### TEXTE CITÉ
☆ ☆ ☆ ☆
Du "Point" à Elon Musk, qui veut la peau de Wikipédia ?

Pauline Bock - - Numérique & datas - Scandales à retardement - 21 commentaires

Avec six articles en huit jours, le "Point" a déclaré la guerre à Wikipédia, accusée de "campagnes de désinformation et de dénigrement", car le journal n'apprécie pas la page qui lui est dédiée. Il n'est pas le seul : dans la presse de droite, en France mais aussi aux Etats-Unis, les attaques à l'encontre de l'encyclopédie en ligne se multiplient depuis des mois. Son plus grand critique, qui a juré la perte du site : Elon Musk, désormais membre du gouvernement Trump. Un "extravagant Mr Musk" que le "Point" porte apparemment dans son coeur.

Le Point est un journal "traditionnellement classé à droite" dont "la ligne éditoriale fait l'objet de critiques virulentes et suscite de vives controverses". En tout cas, selon sa page Wikipédia. Le journal en déduit que l'encyclopédie collaborative considère que le Point, accusé régulièrement ces dernières années de climatosceptisme, d'islamophobie et de complotisme, n'est pas une source fiable. Ce qui énerve grandement le journal, qui a récemment publié une série d'articles critiques de l'encyclopédie en ligne et un appel titré "Halte aux campagnes de désinformation et de dénigrement" sur Wikipédia.

Le "Point", en guerre contre Wikipédia, "machine à calomnier"
☆ ☆ ☆ ☆
### TRAVAIL À EFFECTUER
Restituez intégralement et à l'identique l'article sur les attaques visant Wikipédia.
☆ ☆ ☆ ☆
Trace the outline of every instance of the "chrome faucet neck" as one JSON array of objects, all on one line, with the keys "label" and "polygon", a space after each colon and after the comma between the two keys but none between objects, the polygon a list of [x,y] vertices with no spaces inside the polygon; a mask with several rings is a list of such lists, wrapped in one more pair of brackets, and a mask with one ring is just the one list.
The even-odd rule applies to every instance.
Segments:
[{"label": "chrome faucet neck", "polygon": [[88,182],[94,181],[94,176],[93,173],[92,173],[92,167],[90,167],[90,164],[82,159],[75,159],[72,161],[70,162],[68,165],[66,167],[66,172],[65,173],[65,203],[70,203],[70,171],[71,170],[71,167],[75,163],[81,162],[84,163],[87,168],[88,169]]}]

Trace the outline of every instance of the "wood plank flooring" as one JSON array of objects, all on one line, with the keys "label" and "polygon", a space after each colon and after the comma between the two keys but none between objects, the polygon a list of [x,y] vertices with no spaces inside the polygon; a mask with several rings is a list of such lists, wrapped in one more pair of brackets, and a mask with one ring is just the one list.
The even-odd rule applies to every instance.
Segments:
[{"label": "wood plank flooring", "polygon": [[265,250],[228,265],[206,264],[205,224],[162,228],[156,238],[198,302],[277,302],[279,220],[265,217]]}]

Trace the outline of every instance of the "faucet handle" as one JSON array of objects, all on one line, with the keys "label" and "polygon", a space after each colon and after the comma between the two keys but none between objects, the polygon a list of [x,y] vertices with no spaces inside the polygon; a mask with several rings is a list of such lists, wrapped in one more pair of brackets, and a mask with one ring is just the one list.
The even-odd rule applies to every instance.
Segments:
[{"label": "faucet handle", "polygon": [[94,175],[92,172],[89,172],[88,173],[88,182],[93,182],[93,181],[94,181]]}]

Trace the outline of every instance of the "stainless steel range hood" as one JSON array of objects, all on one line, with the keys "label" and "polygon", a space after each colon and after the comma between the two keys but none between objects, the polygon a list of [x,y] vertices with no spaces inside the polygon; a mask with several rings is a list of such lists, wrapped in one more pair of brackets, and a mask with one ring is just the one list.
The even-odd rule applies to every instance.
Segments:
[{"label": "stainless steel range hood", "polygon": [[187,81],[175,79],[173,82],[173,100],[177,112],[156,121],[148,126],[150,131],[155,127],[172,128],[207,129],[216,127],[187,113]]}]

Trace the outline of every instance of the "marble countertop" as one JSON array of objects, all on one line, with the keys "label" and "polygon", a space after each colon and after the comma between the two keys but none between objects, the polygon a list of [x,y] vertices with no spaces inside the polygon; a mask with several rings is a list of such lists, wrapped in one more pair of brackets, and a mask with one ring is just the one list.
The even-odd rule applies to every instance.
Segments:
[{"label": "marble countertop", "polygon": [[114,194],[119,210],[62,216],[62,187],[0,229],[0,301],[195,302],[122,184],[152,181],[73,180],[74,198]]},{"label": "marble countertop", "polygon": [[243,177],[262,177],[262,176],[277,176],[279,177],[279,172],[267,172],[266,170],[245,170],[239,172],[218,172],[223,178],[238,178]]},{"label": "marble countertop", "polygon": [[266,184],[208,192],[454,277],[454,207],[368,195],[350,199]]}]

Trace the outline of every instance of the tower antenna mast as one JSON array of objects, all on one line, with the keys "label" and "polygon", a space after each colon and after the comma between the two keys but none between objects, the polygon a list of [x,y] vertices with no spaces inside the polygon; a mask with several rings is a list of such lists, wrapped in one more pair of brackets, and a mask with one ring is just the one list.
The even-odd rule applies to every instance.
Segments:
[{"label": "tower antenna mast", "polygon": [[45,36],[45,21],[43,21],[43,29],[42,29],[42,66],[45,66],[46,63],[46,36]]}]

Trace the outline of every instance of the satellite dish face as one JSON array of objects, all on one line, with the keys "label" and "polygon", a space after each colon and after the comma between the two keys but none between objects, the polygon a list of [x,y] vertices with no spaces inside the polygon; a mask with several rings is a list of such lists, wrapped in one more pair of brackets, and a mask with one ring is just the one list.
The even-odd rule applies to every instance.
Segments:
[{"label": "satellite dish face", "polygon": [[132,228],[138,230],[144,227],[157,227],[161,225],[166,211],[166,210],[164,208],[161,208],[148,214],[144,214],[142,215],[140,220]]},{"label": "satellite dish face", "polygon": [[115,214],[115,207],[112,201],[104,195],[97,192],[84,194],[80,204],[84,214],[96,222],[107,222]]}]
☆ ☆ ☆ ☆
### LA SOLUTION
Du "Point" à Elon Musk, qui veut la peau de Wikipédia ?

Pauline Bock - - Numérique & datas - Scandales à retardement - 21 commentaires

Avec six articles en huit jours, le "Point" a déclaré la guerre à Wikipédia, accusée de "campagnes de désinformation et de dénigrement", car le journal n'apprécie pas la page qui lui est dédiée. Il n'est pas le seul : dans la presse de droite, en France mais aussi aux Etats-Unis, les attaques à l'encontre de l'encyclopédie en ligne se multiplient depuis des mois. Son plus grand critique, qui a juré la perte du site : Elon Musk, désormais membre du gouvernement Trump. Un "extravagant Mr Musk" que le "Point" porte apparemment dans son coeur.

Le Point est un journal "traditionnellement classé à droite" dont "la ligne éditoriale fait l'objet de critiques virulentes et suscite de vives controverses". En tout cas, selon sa page Wikipédia. Le journal en déduit que l'encyclopédie collaborative considère que le Point, accusé régulièrement ces dernières années de climatosceptisme, d'islamophobie et de complotisme, n'est pas une source fiable. Ce qui énerve grandement le journal, qui a récemment publié une série d'articles critiques de l'encyclopédie en ligne et un appel titré "Halte aux campagnes de désinformation et de dénigrement" sur Wikipédia.

Le "Point", en guerre contre Wikipédia, "machine à calomnier"